DATA LISTING section start

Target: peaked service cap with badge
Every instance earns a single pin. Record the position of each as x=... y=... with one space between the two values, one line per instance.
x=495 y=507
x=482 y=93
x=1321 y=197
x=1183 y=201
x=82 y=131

DATA LISTING section end

- TASK STATEMENT
Write out each record again, keeping every word as it is.

- OUTPUT BELOW
Target: peaked service cap with badge
Every instance earns a single pin. Record the position of each as x=... y=... with one space between the two values, one line per instance.
x=495 y=507
x=482 y=93
x=1321 y=197
x=1183 y=201
x=82 y=131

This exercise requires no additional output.